Industry watchers said that up to 30 per cent of buyers at recent popular projects were mainland Chinese, whose presence in the new luxury home market had fallen to less than 12 per cent from 43 per cent after cooling steps were introduced in October last year.

“With stamp duty subsidies from developers, many Chinese buyers are attracted back to the market,” CLSA property analyst Nicole Wong said, referring to a 15 per cent tax on foreign buyers that many believe was targeted at mainland Chinese.

“It’s like there is no government tightening at all — developers cancel it for the Chinese buyers.”

In another sign of strong demand, new home transactions rose to a six-month high in September, according to real estate company Centaline Property Agency.

Some analysts say the recent frenzy has also been spurred by people rushing in before an expected interest rate hike, which could lead to a collapse in Hong Kong’s property market.

“They [buyers] are concerned that the banks will further tighten up credit,” said Jennifer Wong, tax partner at global accounting firm KPMG in Hong Kong. “This is one of the reasons they don’t mind to pay a little bit more — they can secure the mortgage loan at a low interest.”

Almost everything hangs on when the Fed decides to taper, as a rise in US interest rates would drive up borrowing costs in Hong Kong, where home prices have risen 4 per cent over the past year on ultra-low interest rates, tight supply and abundant liquidity since cooling measures were imposed.

While the picture on the ground looks promising, analysts see property prices undergoing a sharp correction.

Deutsche Bank forecast that Hong Kong home prices could drop up to 50 per cent over the next year, while Barclays said that the market will enter its first real downturn since 1998, with a 30 per cent plunge by 2015.

“The developers created this ‘wow factor’. They managed to draw out some people who wanted to buy and were looking for price cuts,” said Barclays property analyst Paul Louie, citing two recent projects that offered discounts of up to 40 per cent.

“We are just seeing the beginning of the round of price-cutting. There will be more to come,” he said. “The buyers will return to the sidelines and wait for better deals.”

The price difference between new launches and second-hand homes — an indicator of developers’ profitability — dropped to its lowest since 2003 at 12 per cent in the third quarter of 2013, according to real estate company Midland Realty.

Hang Lung Properties and New World Development declined to comment on whether they would continue to offer discounts.

--- --- ---

WORK TO COMPLETE |
A. Repeat the part of the Hong Kong property article starting with "Deutsche Bank forecast" and going on through "plunge by 2015.".
B. List every person named in the Hong Kong property article.
C. Resume the Hong Kong property article after its last sentence.
The data entries that come next are separate material, unrelated to the Hong Kong property article.

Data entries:
--- --- ---

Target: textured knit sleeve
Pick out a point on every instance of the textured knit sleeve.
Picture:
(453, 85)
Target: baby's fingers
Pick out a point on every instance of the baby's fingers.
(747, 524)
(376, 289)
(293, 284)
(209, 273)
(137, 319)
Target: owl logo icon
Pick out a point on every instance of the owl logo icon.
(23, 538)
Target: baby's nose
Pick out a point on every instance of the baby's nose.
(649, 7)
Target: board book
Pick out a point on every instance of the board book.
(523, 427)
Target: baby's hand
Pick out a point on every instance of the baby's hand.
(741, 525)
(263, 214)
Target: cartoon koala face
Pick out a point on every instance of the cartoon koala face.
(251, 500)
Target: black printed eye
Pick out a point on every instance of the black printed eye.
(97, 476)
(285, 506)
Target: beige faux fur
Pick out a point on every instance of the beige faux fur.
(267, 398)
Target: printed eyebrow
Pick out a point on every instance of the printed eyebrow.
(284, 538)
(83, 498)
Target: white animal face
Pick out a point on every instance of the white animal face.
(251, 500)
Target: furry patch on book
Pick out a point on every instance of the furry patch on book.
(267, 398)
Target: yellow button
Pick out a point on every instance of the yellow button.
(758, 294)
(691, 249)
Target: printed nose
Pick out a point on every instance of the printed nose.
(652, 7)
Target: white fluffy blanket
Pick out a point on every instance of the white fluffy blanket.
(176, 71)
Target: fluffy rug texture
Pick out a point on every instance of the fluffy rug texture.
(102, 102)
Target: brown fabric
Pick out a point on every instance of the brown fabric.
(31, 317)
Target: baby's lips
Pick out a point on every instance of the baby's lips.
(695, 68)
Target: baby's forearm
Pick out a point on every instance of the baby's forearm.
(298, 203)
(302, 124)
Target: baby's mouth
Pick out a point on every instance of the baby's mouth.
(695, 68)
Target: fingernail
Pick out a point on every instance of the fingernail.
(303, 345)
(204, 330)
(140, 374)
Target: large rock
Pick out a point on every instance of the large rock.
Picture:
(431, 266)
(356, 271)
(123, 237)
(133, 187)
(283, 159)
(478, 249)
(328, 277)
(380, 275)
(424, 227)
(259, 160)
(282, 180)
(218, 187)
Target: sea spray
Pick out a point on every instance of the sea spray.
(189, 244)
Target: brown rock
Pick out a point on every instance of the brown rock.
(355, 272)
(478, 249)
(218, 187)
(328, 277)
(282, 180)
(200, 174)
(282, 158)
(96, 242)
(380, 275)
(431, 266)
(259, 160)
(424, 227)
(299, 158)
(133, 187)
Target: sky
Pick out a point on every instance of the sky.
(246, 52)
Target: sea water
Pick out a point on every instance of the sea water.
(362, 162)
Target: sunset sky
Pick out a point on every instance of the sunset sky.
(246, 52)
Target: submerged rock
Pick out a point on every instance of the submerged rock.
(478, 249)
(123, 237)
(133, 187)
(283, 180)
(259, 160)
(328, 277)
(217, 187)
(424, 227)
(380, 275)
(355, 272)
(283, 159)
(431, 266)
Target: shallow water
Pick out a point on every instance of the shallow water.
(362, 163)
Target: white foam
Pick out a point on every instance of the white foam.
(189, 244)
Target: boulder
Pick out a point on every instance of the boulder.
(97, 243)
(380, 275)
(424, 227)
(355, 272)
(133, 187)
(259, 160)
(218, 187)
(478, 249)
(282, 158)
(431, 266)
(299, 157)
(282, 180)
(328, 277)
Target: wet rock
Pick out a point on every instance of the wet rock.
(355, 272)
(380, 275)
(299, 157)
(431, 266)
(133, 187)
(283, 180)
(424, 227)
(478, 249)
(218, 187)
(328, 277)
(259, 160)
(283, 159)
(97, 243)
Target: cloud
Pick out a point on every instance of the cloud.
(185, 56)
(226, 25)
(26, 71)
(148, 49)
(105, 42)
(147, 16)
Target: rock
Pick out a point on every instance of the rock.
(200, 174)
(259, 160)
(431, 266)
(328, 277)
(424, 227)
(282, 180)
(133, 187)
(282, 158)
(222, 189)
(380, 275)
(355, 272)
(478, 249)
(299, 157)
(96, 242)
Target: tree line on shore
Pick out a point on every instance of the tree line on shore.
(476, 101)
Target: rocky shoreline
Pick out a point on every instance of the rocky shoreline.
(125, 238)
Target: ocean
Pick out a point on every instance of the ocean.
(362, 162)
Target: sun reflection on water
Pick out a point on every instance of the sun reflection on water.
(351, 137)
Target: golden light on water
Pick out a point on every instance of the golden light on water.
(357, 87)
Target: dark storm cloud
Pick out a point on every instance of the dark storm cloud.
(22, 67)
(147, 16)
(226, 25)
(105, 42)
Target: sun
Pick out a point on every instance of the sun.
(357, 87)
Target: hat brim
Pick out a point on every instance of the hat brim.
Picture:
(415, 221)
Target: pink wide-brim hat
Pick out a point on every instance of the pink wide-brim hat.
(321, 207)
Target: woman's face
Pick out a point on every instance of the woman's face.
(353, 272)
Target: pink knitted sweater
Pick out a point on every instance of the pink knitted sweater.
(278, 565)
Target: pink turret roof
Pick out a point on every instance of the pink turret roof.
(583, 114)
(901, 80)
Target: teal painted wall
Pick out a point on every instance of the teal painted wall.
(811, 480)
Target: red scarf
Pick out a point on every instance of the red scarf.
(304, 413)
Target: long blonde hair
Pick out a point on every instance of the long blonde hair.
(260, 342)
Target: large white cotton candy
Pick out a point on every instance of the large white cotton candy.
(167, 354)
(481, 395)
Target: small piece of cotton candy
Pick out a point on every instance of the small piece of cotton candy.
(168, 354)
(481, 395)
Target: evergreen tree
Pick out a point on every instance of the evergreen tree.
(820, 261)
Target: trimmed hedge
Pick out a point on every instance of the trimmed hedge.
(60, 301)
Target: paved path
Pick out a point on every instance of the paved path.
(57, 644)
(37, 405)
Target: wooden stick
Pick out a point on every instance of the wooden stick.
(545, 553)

--- --- ---

ANSWERS GIVEN |
A.
Deutsche Bank forecast that Hong Kong home prices could drop up to 50 per cent over the next year, while Barclays said that the market will enter its first real downturn since 1998, with a 30 per cent plunge by 2015.

B.
Nicole Wong
Jennifer Wong
Paul Louie

C.
Wong Leung Sing, research director at Centaline Property Agency believed the buyers, rather than the analysts, would be proven correct over the price trend.

“We can’t find the factors that will lead the market to plunge,” Wong said. “Investors are still quite optimistic.”

More than 5,000 small-to-medium units will be released by developers such as Cheung Kong and Sino Land in the first quarter of next year, pushing inventory of new homes to a 10-year high and posting what Wong called “a real test” to mass consumers’ purchasing power.

“The day of reckoning will be decided by the middle-class,” Wong said.

Amid forecasts of a collapse in the property market and general gloom over the outlook for home prices, there are still some who say the worst is over.

“The government tightenings just pushed back the timing of the purchase for Chinese buyers,” said Patrick Chau, director of residential sales at property consultant Savills. “You can never suppress the demand from that market.”

Some developers are also upbeat, prompting them to start scaling back some of the incentives previously on offer.

The city’s largest developer Sun Hung Kai Properties raised the price of the high-end project near Kowloon West by up to 10 per cent after a strong market response — it received over 2,000 applications for a re-launch of 60 units.

With the city’s healthy 54 per cent loan-to-value ratio, the absence of an immediate interest rate hike, and strong purchasing power from end-users and investors, Chau expected home prices to rise a further 5 per cent by the second quarter of 2014.

“Here, at the front line of the market, we don’t see the correction that investment banks are talking about.”